Excerpt to read:
══════

Archives of Crop Science

ISSN: 2643-5772

EDITORIAL | VOLUME 2 | ISSUE 1 | DOI: 10.36959/718/602 OPEN ACCESS

MicroRNA Prediction Using Small RNA-Sequencing, Advances and Challenges

Kan Liu

  • Kan Liu 1*
  • Department of Computer Science and Engineering, University of Nebraska-Lincoln, USA

Liu K (2018) MicroRNA Prediction Using Small RNA-Sequencing, Advances and Challenges. Arch Crop Sci 2(1):58-60.

Accepted: November 01, 2018 | Published Online: November 03, 2018

MicroRNA Prediction Using Small RNA-Sequencing, Advances and Challenges


Role of MicroRNAs in Biogenesis and Gene Expression


MicroRNAs (miRNAs) are basically a type of short (~22 nt) single strand RNA molecules predominantly shown in eukaryotes [1]. Most identified miRNAs showed evolutionary conservation throughout different species, some miRNAs even span both plants and animals and showed important and similar gene expression regulation pattern in different model species [2]. Another non-coding small RNA products called small interfering RNA (siRNA) showed similar to miRNA in biogenesis and downstream regulation. The processing of both miRNA and siRNAs are almost same mediated by Dicer and RISC, and the length are 21 to 23 nucleotides for siRNA and 18-25 nt for miRNA, generally. Unlike siRNA, which in general have perfectly complementarity to shut down gene expression. MiRNA, somehow, relies no so much perfect match to target its transcripts which makes it able to target a number of different transcripts. Another basic difference is siRNAs in general shut down gene expression at a post-transcriptional level through mRNA degradation, while miRNAs silence their target genes mainly through translational repression.

══════

Your task: In the microRNA editorial, why can a miRNA target many different transcripts? Answer in one to three sentences. The data that comes next is separate from the microRNA editorial.

══════

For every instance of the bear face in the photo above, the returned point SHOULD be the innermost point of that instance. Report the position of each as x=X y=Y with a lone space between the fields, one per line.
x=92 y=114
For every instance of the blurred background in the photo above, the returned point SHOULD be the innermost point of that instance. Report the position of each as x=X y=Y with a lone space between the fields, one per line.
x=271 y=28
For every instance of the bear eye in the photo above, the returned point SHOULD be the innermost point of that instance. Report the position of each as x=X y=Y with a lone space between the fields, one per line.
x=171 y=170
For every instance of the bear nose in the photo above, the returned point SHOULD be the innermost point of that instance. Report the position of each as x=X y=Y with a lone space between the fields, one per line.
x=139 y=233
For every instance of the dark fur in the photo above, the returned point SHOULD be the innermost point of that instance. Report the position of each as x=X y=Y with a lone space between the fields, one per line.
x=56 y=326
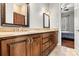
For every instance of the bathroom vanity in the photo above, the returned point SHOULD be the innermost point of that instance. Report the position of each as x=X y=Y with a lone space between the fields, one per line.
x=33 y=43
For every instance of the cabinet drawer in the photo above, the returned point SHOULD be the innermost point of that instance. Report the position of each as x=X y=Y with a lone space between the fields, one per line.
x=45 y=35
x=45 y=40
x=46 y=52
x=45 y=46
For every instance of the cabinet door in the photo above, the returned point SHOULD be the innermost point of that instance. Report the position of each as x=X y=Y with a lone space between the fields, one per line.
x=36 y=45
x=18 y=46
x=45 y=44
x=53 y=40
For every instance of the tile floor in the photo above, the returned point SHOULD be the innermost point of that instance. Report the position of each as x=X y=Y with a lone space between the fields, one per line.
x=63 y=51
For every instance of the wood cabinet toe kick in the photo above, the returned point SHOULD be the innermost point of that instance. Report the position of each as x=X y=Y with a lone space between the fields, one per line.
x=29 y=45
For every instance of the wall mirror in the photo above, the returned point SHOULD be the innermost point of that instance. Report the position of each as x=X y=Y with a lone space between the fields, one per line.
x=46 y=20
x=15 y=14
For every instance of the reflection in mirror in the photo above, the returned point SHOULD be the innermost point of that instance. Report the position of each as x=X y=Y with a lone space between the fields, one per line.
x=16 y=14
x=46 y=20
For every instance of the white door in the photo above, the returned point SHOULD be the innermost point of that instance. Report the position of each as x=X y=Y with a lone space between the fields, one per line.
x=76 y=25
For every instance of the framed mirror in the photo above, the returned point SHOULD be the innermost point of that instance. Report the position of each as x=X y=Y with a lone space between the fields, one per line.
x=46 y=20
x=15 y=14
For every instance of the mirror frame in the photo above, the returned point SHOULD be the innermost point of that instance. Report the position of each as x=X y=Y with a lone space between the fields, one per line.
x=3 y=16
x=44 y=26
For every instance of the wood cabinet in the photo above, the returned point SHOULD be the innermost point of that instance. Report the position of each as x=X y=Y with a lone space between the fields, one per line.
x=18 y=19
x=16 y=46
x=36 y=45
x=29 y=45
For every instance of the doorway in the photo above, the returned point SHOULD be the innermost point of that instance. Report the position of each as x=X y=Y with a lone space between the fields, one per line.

══════

Written response: A miRNA does not rely on a perfect complementary match to its target transcripts, unlike siRNA, which generally matches perfectly. This looser matching lets it target a number of different transcripts.